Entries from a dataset
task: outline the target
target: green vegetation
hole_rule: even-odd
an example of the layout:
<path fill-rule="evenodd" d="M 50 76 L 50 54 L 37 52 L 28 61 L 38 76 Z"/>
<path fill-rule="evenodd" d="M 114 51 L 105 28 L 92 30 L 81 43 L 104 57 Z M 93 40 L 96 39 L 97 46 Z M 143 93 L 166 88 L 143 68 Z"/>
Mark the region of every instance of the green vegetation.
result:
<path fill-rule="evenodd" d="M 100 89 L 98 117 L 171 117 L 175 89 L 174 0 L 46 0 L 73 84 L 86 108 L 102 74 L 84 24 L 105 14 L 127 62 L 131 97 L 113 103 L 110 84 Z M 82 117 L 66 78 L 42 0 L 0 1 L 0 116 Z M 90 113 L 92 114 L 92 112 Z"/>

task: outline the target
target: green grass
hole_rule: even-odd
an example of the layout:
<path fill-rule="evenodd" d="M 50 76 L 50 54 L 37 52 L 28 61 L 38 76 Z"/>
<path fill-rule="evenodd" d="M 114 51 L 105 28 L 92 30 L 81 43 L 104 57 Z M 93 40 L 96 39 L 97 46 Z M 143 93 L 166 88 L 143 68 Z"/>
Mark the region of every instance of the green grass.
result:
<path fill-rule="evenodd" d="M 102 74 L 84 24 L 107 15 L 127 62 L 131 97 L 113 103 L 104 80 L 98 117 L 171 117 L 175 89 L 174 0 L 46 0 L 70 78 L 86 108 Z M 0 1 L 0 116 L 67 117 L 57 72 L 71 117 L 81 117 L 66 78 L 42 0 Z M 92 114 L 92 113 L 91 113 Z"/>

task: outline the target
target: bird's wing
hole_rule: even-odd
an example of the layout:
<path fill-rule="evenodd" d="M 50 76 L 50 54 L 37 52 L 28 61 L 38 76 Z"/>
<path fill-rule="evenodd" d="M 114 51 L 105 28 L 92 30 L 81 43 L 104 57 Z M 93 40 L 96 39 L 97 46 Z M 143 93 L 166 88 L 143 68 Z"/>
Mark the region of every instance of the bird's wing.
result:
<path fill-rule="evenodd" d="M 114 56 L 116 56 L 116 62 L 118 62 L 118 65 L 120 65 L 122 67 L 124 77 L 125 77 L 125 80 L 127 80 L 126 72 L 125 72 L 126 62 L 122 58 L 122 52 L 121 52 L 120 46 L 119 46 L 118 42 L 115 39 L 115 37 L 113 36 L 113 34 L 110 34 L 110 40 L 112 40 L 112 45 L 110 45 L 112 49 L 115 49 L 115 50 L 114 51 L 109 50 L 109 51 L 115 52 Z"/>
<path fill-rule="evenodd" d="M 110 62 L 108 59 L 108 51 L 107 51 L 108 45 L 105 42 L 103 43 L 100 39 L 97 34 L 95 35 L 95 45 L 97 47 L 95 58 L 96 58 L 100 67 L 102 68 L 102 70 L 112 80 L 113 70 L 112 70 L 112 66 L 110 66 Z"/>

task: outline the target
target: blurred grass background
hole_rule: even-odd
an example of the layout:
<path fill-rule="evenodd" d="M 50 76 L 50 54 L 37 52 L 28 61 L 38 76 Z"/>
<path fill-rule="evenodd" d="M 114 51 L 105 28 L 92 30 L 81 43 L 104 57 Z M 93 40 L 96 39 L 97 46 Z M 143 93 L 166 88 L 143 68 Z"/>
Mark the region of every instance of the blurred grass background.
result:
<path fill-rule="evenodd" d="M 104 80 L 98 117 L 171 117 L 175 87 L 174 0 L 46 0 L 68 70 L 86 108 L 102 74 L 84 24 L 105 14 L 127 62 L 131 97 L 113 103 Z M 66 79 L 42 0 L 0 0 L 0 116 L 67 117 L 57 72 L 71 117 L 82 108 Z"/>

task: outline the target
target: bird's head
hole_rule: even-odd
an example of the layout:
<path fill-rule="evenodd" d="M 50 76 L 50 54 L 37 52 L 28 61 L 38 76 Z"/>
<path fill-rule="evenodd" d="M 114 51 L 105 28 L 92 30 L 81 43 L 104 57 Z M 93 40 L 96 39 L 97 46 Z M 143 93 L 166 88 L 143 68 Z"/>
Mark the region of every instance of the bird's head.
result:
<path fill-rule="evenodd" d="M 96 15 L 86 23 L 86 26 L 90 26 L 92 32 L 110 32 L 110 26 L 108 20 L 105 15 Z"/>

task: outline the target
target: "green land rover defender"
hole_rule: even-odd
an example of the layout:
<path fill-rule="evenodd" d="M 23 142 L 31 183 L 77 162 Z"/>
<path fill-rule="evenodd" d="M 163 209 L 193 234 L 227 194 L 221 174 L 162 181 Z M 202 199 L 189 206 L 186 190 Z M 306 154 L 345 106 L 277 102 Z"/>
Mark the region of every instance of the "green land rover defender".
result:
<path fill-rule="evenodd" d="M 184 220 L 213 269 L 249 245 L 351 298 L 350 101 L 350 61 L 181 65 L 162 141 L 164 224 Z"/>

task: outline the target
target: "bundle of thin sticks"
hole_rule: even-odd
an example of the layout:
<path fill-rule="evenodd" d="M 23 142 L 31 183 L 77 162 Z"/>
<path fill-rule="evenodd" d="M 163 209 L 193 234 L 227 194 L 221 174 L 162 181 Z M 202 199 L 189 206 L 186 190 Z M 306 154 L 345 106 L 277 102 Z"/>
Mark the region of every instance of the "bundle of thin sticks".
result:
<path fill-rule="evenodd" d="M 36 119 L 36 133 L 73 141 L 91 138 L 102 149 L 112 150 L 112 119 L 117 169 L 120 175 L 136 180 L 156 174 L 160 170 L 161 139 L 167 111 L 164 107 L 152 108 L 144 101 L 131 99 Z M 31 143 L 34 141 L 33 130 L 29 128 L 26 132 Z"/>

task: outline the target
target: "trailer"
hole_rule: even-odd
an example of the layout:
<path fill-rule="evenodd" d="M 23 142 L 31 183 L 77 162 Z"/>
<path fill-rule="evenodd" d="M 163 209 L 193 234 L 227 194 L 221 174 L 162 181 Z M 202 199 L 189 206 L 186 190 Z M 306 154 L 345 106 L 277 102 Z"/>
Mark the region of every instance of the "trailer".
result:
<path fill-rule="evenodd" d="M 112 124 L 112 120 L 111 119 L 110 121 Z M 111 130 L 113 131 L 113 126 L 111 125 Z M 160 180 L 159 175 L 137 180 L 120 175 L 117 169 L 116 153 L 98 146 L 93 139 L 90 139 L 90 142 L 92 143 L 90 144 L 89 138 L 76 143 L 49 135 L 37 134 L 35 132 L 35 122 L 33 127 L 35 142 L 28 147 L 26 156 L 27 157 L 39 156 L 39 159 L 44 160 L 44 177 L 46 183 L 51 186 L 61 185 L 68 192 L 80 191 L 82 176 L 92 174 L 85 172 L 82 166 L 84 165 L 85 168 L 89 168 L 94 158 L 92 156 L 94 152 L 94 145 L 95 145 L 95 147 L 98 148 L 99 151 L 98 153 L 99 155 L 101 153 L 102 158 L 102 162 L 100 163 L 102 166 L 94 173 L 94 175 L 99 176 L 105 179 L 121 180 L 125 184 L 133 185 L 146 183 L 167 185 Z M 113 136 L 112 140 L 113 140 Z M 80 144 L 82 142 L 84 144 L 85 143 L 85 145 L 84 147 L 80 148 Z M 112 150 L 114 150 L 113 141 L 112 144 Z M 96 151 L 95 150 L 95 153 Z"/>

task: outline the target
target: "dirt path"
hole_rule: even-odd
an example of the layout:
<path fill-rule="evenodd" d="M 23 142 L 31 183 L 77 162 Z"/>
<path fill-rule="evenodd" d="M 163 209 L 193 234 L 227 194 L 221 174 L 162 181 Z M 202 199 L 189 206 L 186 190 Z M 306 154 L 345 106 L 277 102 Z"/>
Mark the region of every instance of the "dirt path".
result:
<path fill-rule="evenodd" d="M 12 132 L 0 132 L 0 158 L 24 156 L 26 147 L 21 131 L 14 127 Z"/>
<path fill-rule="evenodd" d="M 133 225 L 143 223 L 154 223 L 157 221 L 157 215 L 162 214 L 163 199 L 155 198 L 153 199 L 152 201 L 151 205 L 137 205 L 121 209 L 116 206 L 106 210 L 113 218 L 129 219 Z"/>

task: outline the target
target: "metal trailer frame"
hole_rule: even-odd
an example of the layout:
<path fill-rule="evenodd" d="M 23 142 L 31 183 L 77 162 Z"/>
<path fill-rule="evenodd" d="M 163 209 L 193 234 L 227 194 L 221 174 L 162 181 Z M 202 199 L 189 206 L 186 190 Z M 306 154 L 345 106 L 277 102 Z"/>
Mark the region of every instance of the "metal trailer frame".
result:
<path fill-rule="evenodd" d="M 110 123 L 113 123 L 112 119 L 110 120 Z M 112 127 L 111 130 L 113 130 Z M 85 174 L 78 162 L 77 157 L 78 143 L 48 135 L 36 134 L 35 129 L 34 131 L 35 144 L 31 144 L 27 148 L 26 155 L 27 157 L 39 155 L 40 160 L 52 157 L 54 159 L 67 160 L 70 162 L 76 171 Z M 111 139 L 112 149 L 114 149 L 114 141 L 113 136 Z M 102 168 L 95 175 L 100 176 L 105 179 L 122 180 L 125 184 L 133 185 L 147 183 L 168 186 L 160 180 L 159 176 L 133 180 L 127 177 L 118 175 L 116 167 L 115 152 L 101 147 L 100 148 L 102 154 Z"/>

What the task requires =>
Reproduce the stretch from the beginning of the material through the line containing "84 24 L 107", changing every "result" to "output" and leaving everything else as it is.

The output =>
task: outline the target
target: green vegetation
hole_rule: even-odd
an example of the layout:
<path fill-rule="evenodd" d="M 50 76 L 50 54 L 37 52 L 28 61 L 38 76 Z"/>
<path fill-rule="evenodd" d="M 114 51 L 105 28 L 92 30 L 81 43 L 104 57 Z M 93 40 L 96 39 L 97 46 Z M 143 93 L 166 88 L 143 68 Z"/>
Mark the region of every instance of the green vegetation.
output:
<path fill-rule="evenodd" d="M 100 89 L 98 117 L 171 117 L 175 89 L 174 0 L 46 0 L 73 84 L 86 108 L 102 74 L 84 24 L 105 14 L 127 62 L 131 97 L 113 103 L 110 84 Z M 82 117 L 66 78 L 42 0 L 0 1 L 0 116 Z M 90 113 L 92 114 L 92 112 Z"/>

task: outline the target
target: green grass
hole_rule: even-odd
an example of the layout:
<path fill-rule="evenodd" d="M 50 76 L 50 54 L 37 52 L 28 61 L 38 76 Z"/>
<path fill-rule="evenodd" d="M 114 51 L 105 28 L 92 30 L 81 43 L 104 57 Z M 93 40 L 96 39 L 97 46 Z M 143 93 L 166 88 L 143 68 Z"/>
Mark the region of every instance of the green grass.
output:
<path fill-rule="evenodd" d="M 102 74 L 84 24 L 107 15 L 127 62 L 131 97 L 113 103 L 104 80 L 98 117 L 171 117 L 175 89 L 174 0 L 46 0 L 70 78 L 86 108 Z M 0 1 L 0 116 L 67 117 L 57 72 L 71 117 L 81 117 L 66 78 L 42 0 Z M 92 114 L 92 113 L 91 113 Z"/>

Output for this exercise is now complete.